• Exercise brief
Print every record exactly.

◆ ◆ ◆ ◆ ◆ ◆ ◆

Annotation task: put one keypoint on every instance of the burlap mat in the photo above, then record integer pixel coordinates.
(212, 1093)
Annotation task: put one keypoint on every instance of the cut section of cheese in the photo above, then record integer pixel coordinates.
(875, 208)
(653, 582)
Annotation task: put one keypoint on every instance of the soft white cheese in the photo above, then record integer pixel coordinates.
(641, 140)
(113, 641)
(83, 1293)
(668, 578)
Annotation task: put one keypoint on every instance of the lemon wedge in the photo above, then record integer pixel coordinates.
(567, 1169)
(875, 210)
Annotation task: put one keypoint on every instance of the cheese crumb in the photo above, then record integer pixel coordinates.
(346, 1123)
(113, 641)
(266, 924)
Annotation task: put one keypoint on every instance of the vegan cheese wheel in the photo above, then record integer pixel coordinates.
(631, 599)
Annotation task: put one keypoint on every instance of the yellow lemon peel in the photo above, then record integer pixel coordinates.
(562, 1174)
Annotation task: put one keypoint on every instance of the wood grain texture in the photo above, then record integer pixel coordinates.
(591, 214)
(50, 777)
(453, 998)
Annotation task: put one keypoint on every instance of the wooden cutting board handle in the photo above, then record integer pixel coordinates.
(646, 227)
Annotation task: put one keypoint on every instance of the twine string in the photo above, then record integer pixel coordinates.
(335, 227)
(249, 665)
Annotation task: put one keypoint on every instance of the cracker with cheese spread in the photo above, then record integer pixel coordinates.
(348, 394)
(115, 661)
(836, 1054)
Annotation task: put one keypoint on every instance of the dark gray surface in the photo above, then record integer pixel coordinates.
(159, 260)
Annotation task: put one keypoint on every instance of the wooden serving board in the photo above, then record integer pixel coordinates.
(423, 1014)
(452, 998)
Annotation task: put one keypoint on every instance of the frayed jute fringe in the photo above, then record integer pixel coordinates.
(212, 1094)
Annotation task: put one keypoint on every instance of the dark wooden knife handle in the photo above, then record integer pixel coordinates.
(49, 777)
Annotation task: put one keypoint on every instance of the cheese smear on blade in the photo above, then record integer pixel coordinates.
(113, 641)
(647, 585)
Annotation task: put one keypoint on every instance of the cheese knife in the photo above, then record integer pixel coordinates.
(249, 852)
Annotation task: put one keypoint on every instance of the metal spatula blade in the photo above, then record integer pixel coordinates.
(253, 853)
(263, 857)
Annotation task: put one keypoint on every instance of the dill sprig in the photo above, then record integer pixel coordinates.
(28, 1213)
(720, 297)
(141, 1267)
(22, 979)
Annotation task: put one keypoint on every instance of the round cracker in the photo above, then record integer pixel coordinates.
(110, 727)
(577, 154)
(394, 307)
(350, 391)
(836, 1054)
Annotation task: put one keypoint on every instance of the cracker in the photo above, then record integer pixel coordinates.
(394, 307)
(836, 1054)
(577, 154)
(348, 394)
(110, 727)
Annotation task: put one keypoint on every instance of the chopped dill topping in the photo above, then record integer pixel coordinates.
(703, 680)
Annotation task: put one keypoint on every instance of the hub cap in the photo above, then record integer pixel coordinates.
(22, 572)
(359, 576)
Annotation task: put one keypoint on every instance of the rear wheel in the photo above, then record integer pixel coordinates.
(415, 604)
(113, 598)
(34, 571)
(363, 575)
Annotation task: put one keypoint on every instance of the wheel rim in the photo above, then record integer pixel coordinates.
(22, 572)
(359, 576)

◆ ◆ ◆ ◆ ◆ ◆ ◆

• Your response
Annotation task: put one keypoint on every instance of the burlap mat in the photo above, then record integer pixel coordinates.
(212, 1093)
Annotation task: put one keypoint on every instance of the cut section of cheese in the photo above, then record integer pixel coordinates.
(875, 208)
(653, 582)
Annotation task: put one keypoint on every instance of the soft white cheese in the photo above, then record integer pixel coordinates.
(641, 140)
(113, 641)
(83, 1293)
(668, 578)
Annotation task: put one keypoint on every instance of the lemon wedge in the photo above, then record integer pixel coordinates.
(567, 1169)
(875, 210)
Annotation task: put one keypoint on every instance of the cheese crumb in the photo above, then record integer pixel coordinates.
(346, 1123)
(113, 641)
(266, 924)
Annotation task: put one keypoint on every instance of the vegan cheese wheel in the photo above, then record integer pixel coordinates.
(631, 599)
Annotation task: put one keypoint on every instance of the yellow lemon peel in the photo above, then record integer pixel coordinates.
(562, 1174)
Annotation task: put one keypoint on every instance of the wood grain texture in the photo above, then record integer pixel coordinates.
(591, 214)
(50, 777)
(453, 998)
Annotation task: put one keypoint on every instance of the wooden cutting board handle in the photo above, then record integer pixel coordinates.
(646, 227)
Annotation task: put one keypoint on every instance of the twine string in the photo above, then record integer pixel coordinates.
(335, 227)
(249, 665)
Annotation task: put one keypoint on every instance of the cracker with cheese spread in the photo above, then record integer pixel coordinates.
(348, 394)
(115, 661)
(836, 1054)
Annotation task: put one keypoint on every instance of the dark gray surface in the photo above, then record integer pixel coordinates.
(159, 260)
Annotation task: put one keypoint on every instance of the wooden serving board in the photo above, then record integer pixel coordinates.
(423, 1014)
(452, 998)
Annotation task: put one keypoint on every instance of the frayed jute fringe in the photo above, then record integer pixel coordinates.
(212, 1094)
Annotation task: put one keypoint on every instance of the dark wooden knife handle in the photo above, then record integer pixel coordinates.
(49, 777)
Annotation task: put one keypoint on every instance of the cheese smear on blade in the photo above, then record integer pixel coordinates.
(113, 641)
(647, 585)
Annotation task: put one keypoint on every instance of the cheese knife in the photo above, then record integer pixel coordinates.
(249, 852)
Annotation task: put one keypoint on every instance of the metal spatula blade in the photo above, then record integer pixel coordinates.
(253, 853)
(263, 857)
Annotation task: put one keypoint on every instance of the dill sprig in the photo above, then record integer pixel coordinates.
(28, 1213)
(720, 297)
(141, 1267)
(22, 979)
Annotation task: put one keypoint on every instance of the round cracker in the photo above, then record integer pixel coordinates.
(110, 727)
(577, 154)
(394, 307)
(350, 391)
(836, 1054)
Annotation task: put one keypoint on every instance of the cracker in the photo above, then record integer pixel coordinates.
(394, 307)
(836, 1054)
(577, 154)
(348, 394)
(110, 727)
Annotation task: put one keypoint on every instance of the chopped dill topping in the photo above, then record integer pixel coordinates.
(703, 680)
Annotation task: put one keypoint on every instance of the hub cap in the photo above, then record integer pixel coordinates.
(22, 572)
(359, 576)
Annotation task: put one keypoint on every instance of the rear wheel in the photo above, then record integer pixel coordinates.
(415, 604)
(113, 598)
(34, 571)
(363, 575)
Annotation task: put one keypoint on every instance of the wheel rim in the photo above, then record integer pixel coordinates.
(22, 572)
(359, 576)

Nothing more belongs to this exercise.